• [WORK TO BE COMPLETED]:
Extract the passage of the forum thread below about renters paying water and local charges, from "# Renters paying" up to and including "on the property.".

# Renters paying for water & local charges?



## jdpl28 (9 Mar 2014)

Should the renter pay? A sample lease (from topfloor.ie) gives that they should pay for both. 

[broken link removed]



> 4. The Tenant shall pay water rates, cable tv charges and Local Authority charges levied on the property.



When water charges are metered, of course it makes sense for the renter to pay, but for the property charges?


----------



## potnoodler (9 Mar 2014)

I think people renting should pay, it seems the only fair way ., I dont own a 2nd house thank god . But our moetgage is more than our home is worth yet its taxed 
As an asset
Can see council housing lists getting a lot longer


----------



## marathonic (9 Mar 2014)

I agree. The local authority charges are meant to be used for services that the tenant directly benefits from. Why shouldn't they have to pay? In practice, this may jot be the case though.

I think, in Northern Ireland, some landlords pay rates (their version of our LPT) and others don't. Obviously, the ones that do are advertised as such and it is reflected in the rent price.


Sent from my iPhone using Tapatalk


----------



## Bronte (10 Mar 2014)

jdpl28 said:


> When water charges are metered, of course it makes sense for the renter to pay, but for the property charges?

[Stored data entries]
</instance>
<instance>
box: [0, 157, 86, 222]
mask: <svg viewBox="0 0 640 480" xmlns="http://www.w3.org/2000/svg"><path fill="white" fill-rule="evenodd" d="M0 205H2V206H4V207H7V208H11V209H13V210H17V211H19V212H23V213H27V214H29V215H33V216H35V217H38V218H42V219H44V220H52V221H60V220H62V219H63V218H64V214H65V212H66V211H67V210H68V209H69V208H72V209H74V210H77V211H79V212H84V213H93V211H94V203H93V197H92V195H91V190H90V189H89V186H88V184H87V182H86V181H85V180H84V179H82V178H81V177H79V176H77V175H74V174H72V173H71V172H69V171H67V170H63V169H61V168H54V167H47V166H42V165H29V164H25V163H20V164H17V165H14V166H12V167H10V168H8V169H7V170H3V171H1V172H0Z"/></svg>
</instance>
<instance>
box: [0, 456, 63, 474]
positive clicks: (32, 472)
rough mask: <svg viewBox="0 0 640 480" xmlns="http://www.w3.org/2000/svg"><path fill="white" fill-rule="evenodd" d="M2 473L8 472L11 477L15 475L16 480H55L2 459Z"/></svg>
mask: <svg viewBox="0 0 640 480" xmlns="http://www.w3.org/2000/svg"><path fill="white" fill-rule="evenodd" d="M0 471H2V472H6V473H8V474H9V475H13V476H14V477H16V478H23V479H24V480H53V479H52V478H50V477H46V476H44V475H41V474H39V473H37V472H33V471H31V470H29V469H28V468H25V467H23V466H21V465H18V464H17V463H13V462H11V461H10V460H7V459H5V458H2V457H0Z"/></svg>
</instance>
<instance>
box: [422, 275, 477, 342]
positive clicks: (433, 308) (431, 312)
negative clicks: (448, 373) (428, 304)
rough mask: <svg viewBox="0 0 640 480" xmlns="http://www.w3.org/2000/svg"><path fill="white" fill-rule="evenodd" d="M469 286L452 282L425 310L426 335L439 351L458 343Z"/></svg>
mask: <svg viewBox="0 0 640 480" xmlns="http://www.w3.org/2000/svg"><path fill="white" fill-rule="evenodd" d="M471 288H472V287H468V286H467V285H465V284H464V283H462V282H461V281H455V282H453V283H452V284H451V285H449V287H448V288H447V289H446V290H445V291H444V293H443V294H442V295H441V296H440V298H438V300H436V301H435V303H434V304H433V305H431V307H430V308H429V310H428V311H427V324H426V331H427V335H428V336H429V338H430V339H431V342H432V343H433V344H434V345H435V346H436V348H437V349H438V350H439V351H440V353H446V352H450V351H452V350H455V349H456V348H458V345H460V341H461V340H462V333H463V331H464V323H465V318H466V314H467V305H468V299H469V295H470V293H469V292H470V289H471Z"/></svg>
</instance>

• [SOLUTION TO THE PROBLEM]:
# Renters paying for water & local charges?



## jdpl28 (9 Mar 2014)

Should the renter pay? A sample lease (from topfloor.ie) gives that they should pay for both. 

[broken link removed]



> 4. The Tenant shall pay water rates, cable tv charges and Local Authority charges levied on the property.